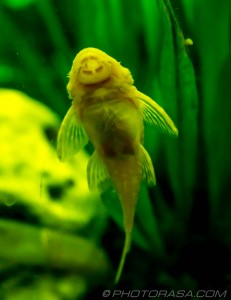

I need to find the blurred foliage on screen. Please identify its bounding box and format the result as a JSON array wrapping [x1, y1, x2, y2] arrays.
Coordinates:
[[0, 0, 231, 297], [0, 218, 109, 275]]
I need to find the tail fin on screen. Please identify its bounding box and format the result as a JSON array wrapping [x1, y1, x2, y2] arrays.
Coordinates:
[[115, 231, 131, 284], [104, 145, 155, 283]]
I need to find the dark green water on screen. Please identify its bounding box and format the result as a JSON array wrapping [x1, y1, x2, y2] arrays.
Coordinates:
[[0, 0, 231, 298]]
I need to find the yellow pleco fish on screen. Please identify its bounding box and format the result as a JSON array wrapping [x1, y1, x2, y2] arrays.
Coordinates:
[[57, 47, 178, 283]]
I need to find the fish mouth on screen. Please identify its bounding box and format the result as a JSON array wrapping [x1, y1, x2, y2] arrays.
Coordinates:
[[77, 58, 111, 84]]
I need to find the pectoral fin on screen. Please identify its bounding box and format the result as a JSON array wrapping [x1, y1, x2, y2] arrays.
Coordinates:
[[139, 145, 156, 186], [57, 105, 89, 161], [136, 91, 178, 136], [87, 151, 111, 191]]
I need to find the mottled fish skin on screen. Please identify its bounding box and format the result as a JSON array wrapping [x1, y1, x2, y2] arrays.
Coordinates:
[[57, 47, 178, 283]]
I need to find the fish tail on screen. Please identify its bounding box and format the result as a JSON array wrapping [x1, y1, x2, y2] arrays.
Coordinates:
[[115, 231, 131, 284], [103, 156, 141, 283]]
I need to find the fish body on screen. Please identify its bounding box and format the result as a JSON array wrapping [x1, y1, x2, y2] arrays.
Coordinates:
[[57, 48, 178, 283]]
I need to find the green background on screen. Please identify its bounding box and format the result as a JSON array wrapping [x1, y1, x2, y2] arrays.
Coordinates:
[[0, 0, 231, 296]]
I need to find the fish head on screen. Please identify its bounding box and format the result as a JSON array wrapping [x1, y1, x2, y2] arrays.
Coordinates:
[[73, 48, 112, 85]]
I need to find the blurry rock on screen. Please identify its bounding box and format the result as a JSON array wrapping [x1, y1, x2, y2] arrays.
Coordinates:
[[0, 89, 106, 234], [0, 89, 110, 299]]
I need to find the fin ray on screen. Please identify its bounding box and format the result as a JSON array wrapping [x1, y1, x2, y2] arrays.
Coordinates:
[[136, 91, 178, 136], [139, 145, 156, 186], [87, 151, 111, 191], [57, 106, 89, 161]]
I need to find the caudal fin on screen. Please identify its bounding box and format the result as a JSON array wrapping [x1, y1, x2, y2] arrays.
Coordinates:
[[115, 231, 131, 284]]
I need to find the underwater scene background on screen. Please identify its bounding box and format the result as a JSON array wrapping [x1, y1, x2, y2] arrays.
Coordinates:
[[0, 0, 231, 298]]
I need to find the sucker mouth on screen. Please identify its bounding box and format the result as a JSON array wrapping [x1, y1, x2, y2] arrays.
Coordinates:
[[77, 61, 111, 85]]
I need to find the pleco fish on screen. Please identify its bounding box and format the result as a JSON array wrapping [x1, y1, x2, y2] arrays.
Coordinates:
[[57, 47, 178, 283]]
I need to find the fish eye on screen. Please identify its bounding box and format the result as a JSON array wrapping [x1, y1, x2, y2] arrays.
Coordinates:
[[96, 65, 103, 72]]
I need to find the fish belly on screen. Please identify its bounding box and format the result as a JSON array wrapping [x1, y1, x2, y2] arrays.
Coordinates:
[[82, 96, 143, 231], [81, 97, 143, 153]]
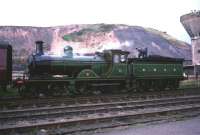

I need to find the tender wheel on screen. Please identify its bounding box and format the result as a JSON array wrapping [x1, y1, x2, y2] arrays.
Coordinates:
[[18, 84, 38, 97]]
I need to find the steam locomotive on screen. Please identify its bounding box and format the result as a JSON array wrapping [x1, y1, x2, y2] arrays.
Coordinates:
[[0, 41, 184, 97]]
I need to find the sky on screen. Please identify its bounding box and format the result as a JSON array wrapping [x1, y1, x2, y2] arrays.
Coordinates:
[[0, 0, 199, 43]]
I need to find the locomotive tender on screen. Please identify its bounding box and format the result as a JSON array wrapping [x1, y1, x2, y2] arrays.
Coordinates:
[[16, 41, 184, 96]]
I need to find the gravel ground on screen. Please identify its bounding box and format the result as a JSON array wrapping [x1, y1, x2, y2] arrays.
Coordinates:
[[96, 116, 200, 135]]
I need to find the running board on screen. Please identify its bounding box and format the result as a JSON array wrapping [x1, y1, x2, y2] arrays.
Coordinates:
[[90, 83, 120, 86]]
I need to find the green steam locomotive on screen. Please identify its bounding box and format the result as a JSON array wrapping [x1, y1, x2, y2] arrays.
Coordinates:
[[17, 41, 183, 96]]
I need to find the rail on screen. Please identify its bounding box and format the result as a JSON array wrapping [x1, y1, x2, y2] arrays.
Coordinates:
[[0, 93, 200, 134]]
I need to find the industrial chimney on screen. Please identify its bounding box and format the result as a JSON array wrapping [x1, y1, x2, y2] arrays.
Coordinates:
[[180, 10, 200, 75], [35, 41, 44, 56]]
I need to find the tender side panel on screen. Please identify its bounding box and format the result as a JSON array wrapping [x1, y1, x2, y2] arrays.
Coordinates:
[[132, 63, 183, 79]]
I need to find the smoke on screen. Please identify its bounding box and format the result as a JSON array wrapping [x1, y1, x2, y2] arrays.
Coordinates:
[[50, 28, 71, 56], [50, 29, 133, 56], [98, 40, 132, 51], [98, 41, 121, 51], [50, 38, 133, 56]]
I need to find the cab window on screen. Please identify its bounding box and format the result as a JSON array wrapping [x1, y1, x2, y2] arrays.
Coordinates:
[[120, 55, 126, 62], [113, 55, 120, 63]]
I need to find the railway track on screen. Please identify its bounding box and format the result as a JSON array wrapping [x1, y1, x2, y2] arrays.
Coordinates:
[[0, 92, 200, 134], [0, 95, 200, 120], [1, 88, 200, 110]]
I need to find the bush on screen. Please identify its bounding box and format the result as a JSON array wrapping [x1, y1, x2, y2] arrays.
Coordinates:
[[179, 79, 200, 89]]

::::

Exercise: Leave out the pictures and give the rest of the material again, unaltered.

Your solution:
I need to find the blurred foliage on screen. Please identify its bounding box and format the result as a JSON array wrapping [x1, y1, x2, y2] arrays.
Coordinates:
[[0, 0, 231, 297], [0, 218, 109, 275]]
I need to find the tail fin on screen. Please identify its bounding box and format the result as a JSON array wrapping [x1, y1, x2, y2] arrays.
Coordinates:
[[115, 231, 131, 284], [104, 145, 155, 283]]
I need to find the dark green water on screen. Please identify its bounding box and format the result as a JSON array wrapping [x1, y1, x2, y2] arrays.
Coordinates:
[[0, 0, 231, 298]]
I need to find the yellow pleco fish on screen. Please identify its bounding box and format the result as a JSON array wrapping [x1, y1, x2, y2] arrays.
Coordinates:
[[57, 47, 178, 283]]
I need to find the fish mouth on screen. Please identify its bounding box and format the result as a JSON array wrapping [x1, y1, x2, y2] arrays.
Coordinates:
[[77, 58, 111, 84]]
I need to find the pectoral fin on screen. Please identify its bounding box and format the result as a JSON array wrapping [x1, y1, x2, y2] arrays.
Coordinates:
[[139, 145, 156, 186], [57, 105, 89, 161], [136, 91, 178, 136], [87, 151, 111, 191]]
I need to find the mottled fish skin on screen. Please identify its bounding box and format the result as a JSON array wrapping [x1, y1, x2, y2] arrays.
Coordinates:
[[57, 47, 178, 283]]
I need to find the fish tail on screen. Please identify its bounding box and format the result as a JSON array wrapping [x1, y1, x2, y2] arrays.
Coordinates:
[[115, 231, 131, 284], [103, 156, 141, 283]]
I need to find the fish body on screen. Please identify its bounding box and format the result as a JSON array wrapping [x1, y1, x2, y2] arrays.
Coordinates:
[[57, 48, 178, 283]]
I need to find the green background on screen. Please identify its bounding box and format the result as a JSON array wrapping [x1, y1, x2, y2] arrays.
Coordinates:
[[0, 0, 231, 296]]
I need to find the fish head on screen. Please identify its bounding box and format the result as a JSON array wrapping [x1, y1, x2, y2] arrays.
Coordinates:
[[73, 48, 112, 85]]
I need to find the blurry rock on screen. Please identify its bounding box and format the result as a JSON array wrapping [x1, y1, x2, y2] arrays.
Coordinates:
[[0, 89, 106, 234], [0, 89, 110, 299]]
I need to find the fin ray on screen. Please identify its bounding box and format the result as a JSON array wrapping [x1, y1, x2, y2] arrays.
Coordinates:
[[136, 91, 178, 136], [139, 145, 156, 186], [87, 151, 111, 191], [57, 106, 89, 161]]
I need to find the caudal fin on screen. Please identify its bounding box and format the result as a JSON array wrapping [x1, y1, x2, y2] arrays.
Coordinates:
[[115, 231, 131, 284]]
I need to find the underwater scene background on screen. Please identify its bounding box and format the result as a JSON array wrapping [x1, y1, x2, y2] arrays.
Coordinates:
[[0, 0, 231, 298]]
I need to find the sucker mouth on screen. Please identify its bounding box and format the result as a JSON array wrapping [x1, y1, x2, y2] arrays.
Coordinates:
[[77, 61, 111, 85]]
I need to find the pleco fish on screen. Please identify its bounding box and format the result as a JSON array wrapping [x1, y1, x2, y2] arrays.
Coordinates:
[[57, 47, 178, 283]]
I need to find the fish eye on screen. Please identify its bounding box and format the result as a JSON array wrapping [x1, y1, x2, y2] arrays.
Coordinates:
[[96, 65, 103, 72]]
I need to find the fish belly on screen. Please identify its bounding box and format the result as a JSON array wrapping [x1, y1, x2, y2] arrays.
Coordinates:
[[82, 96, 143, 231], [81, 97, 143, 153]]

I need to find the tender wheel on screen. Please identify its bounding box and format the result as a JSON array wrapping [x1, y1, x2, y2] arrays.
Coordinates:
[[18, 84, 38, 97]]
I need to find the steam locomotive on screen. Please identify its bounding box and format the result as a JSON array wrapping [x1, y1, x2, y2] arrays.
Coordinates:
[[0, 41, 184, 97]]
I need to find the sky on screen. Please identify its bounding box and format the result as a JSON array wrapping [x1, y1, x2, y2] arrays.
Coordinates:
[[0, 0, 199, 43]]
I need to find the locomotive tender on screen. Please identify its bounding box and format the result as a JSON array wrapping [x1, y1, x2, y2] arrays.
Coordinates:
[[16, 41, 184, 96]]
I need to find the gravel ground on screen. Please identify its bounding box and format the result as a JSON array wrapping [x1, y1, x2, y2] arrays.
Coordinates:
[[96, 116, 200, 135]]
I need to find the running board on screen. Please identify its bounding box and format the result as a JSON array wrapping [x1, y1, x2, y2] arrays.
Coordinates:
[[90, 83, 120, 86]]
I need to find the green steam locomotive on screen. Please identify its bounding box and format the result as a JSON array wrapping [x1, y1, x2, y2] arrays.
Coordinates:
[[17, 41, 183, 96]]
I need to find the rail on screen. Please identify its bounding box and format the result as a JSON array wrapping [x1, y1, x2, y2] arrays.
Coordinates:
[[0, 93, 200, 134]]
I need to find the industrial chimney on screen. Please identify its bounding box and format the result as a JSON array wrapping [x1, y1, x2, y2] arrays.
Coordinates:
[[180, 10, 200, 75], [35, 41, 44, 56]]
I need to find the tender side panel on screen. Please identify its bounding box and format the result as a JSON array wrapping [x1, y1, x2, y2] arrays.
Coordinates:
[[132, 63, 183, 79]]
I need to find the smoke on screen. Please identify its bounding box and format the result as a JSON array wrapping [x1, y1, x2, y2] arrays.
Coordinates:
[[50, 28, 71, 56], [50, 29, 133, 56], [98, 40, 132, 51], [98, 41, 121, 51], [50, 38, 133, 56]]
I need to find the cab window on screen. Please identify its bounding box and format the result as a JSON array wrapping [x1, y1, x2, y2] arrays.
Coordinates:
[[120, 55, 126, 62], [113, 55, 120, 63]]
I need to find the railway track on screen. Please identify its bounding box and format the result as a JSON array wrapping [x1, y1, x2, y2] arrays.
Coordinates:
[[0, 92, 200, 134], [0, 95, 200, 120], [1, 88, 200, 110]]
I need to find the bush on screen. Please identify its bounding box and format the result as a JSON array wrapping [x1, y1, x2, y2] arrays.
Coordinates:
[[179, 79, 200, 89]]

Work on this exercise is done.